PROBLEM DETAILS:
Each entry below should be reproduced character for character.

[Start PROVIDED MATERIAL]

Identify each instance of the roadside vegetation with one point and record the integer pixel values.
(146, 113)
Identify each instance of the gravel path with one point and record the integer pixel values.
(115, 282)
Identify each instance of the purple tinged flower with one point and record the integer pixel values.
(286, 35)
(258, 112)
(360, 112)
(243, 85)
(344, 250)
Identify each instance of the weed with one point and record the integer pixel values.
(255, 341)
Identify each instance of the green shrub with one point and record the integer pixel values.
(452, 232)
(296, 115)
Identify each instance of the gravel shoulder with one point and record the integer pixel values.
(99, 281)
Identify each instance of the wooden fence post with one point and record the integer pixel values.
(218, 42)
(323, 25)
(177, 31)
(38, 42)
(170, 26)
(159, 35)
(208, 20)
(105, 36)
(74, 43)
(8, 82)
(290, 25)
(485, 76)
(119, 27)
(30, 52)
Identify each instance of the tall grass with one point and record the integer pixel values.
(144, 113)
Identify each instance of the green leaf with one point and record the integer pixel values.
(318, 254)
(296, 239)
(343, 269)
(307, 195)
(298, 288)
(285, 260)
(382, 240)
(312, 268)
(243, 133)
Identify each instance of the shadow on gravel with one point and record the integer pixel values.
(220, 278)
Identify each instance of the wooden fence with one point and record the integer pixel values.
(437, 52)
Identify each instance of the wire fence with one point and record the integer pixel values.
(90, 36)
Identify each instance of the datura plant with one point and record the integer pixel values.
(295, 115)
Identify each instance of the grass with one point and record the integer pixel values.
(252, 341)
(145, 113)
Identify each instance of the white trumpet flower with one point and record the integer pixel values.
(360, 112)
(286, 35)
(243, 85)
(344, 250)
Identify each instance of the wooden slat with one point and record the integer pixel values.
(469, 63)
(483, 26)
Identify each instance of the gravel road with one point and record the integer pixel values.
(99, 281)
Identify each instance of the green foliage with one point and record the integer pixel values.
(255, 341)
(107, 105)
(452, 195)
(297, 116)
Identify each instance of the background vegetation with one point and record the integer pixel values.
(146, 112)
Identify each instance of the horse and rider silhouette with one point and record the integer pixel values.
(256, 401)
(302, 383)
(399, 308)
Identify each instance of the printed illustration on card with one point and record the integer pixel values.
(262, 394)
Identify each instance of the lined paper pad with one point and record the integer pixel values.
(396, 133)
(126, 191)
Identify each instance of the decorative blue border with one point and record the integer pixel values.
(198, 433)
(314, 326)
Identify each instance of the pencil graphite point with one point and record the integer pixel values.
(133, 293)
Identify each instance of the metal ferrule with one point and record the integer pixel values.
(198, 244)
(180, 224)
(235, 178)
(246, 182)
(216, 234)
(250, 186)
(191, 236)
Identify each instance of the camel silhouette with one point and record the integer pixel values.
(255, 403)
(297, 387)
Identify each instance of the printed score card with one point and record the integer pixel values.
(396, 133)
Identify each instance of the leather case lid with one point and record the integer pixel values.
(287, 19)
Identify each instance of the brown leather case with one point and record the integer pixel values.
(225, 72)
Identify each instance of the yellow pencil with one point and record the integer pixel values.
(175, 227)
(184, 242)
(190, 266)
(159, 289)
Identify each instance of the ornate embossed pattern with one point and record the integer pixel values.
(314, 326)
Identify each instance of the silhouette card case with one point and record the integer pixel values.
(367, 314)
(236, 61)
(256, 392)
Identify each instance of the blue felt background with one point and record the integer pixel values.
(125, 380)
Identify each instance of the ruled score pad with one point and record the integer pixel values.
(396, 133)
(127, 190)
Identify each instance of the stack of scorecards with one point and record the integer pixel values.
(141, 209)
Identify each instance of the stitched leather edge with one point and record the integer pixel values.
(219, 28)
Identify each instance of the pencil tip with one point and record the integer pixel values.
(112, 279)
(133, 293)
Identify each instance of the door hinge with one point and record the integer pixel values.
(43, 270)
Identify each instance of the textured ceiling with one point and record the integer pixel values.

[End PROVIDED MATERIAL]

WRITTEN RESPONSE:
Identify each instance of the roadside vegetation with one point and record the integer pixel values.
(146, 113)
Identify each instance of the gravel path with one point and record the integer pixel values.
(115, 282)
Identify each instance of the purple tinged flower with one point and record the integer pixel values.
(286, 35)
(258, 112)
(360, 112)
(243, 85)
(344, 250)
Identify each instance of the weed with one point and record the integer pixel values.
(255, 341)
Identify each instance of the green shrub with one point and record the integer pixel values.
(452, 232)
(296, 115)
Identify each instance of the gravel shoulder with one point and record the integer pixel values.
(99, 281)
Identify each instance of the wooden fence post with one point and record the integer pixel values.
(218, 42)
(323, 25)
(177, 31)
(38, 42)
(170, 26)
(159, 35)
(208, 20)
(105, 36)
(74, 43)
(8, 82)
(290, 25)
(485, 76)
(119, 27)
(30, 52)
Identify each instance of the tall grass with one point and record the integer pixel values.
(144, 113)
Identify each instance of the green leaf with one point and record the integer pixel values.
(318, 254)
(296, 239)
(343, 269)
(307, 195)
(298, 288)
(285, 260)
(382, 240)
(312, 268)
(243, 133)
Identify each instance of the shadow on gravel with one point and record the integer pixel values.
(220, 278)
Identify each instance of the wooden fence with one point and record the integer pixel values.
(437, 52)
Identify each instance of the wire fence with one point and record the integer pixel values.
(90, 36)
Identify each instance of the datura plant with one point and record the integer pixel values.
(295, 115)
Identify each instance of the grass with one point and record the integer pixel values.
(252, 341)
(145, 113)
Identify each instance of the white trumpet flower with one point and record the integer pixel values.
(360, 112)
(286, 35)
(243, 85)
(344, 250)
Identify each instance of the wooden slat with one point and record the integer pixel values.
(469, 63)
(483, 26)
Identify each instance of the gravel road with one point and record the integer pixel values.
(99, 281)
Identify each instance of the green foliage with one point and record the integer pixel values.
(255, 341)
(107, 105)
(452, 195)
(297, 116)
Identify each instance of the background vegetation with one point and record the integer pixel values.
(146, 112)
Identify each instance of the horse and rider silhouette with one point and record the integer pixel values.
(256, 401)
(302, 383)
(399, 308)
Identify each instance of the printed illustration on card with one point and record the integer pixel values.
(262, 394)
Identify each instance of the lined paper pad with one point and record the integer pixel values.
(396, 133)
(126, 191)
Identify each instance of the decorative blue border with one point and record the integer pixel values.
(198, 433)
(314, 326)
Identify each instance of the pencil graphite point with one point and record the integer pixel values.
(133, 293)
Identify each instance of the metal ferrule with one point and record the integer pixel values.
(198, 244)
(180, 224)
(235, 178)
(246, 182)
(216, 234)
(250, 186)
(191, 236)
Identify each instance of the camel silhouette with one point and record the integer pixel values.
(255, 403)
(297, 387)
Identify each instance of the printed score card with one point and record the integer pixel values.
(396, 133)
Identify each instance of the leather case lid with one point and record the integer pixel values.
(287, 19)
Identify each instance of the brown leather case with one point and record the integer pixel values.
(225, 72)
Identify each instance of the yellow pencil with one point and record the integer pixel values.
(175, 227)
(184, 242)
(190, 266)
(159, 289)
Identify each instance of the ornate embossed pattern with one point and record the integer pixel values.
(314, 326)
Identify each instance of the silhouette card case with one point and record the integer pixel values.
(367, 314)
(236, 61)
(256, 392)
Identify each instance of the blue felt background with one point and record the integer pixel values.
(125, 380)
Identify each instance of the ruled score pad with one point and record the integer pixel values.
(396, 133)
(127, 190)
Identify each instance of the stack of scorecards with one point and record the integer pixel values.
(141, 209)
Identify each instance of the stitched leather edge with one point and record the integer pixel values.
(219, 28)
Identify each instance of the pencil tip with one point and record the integer pixel values.
(112, 279)
(133, 293)
Identify each instance of the door hinge with one point and record the integer pixel values.
(43, 270)
Identify each instance of the textured ceiling with one point and record the integer pixel values.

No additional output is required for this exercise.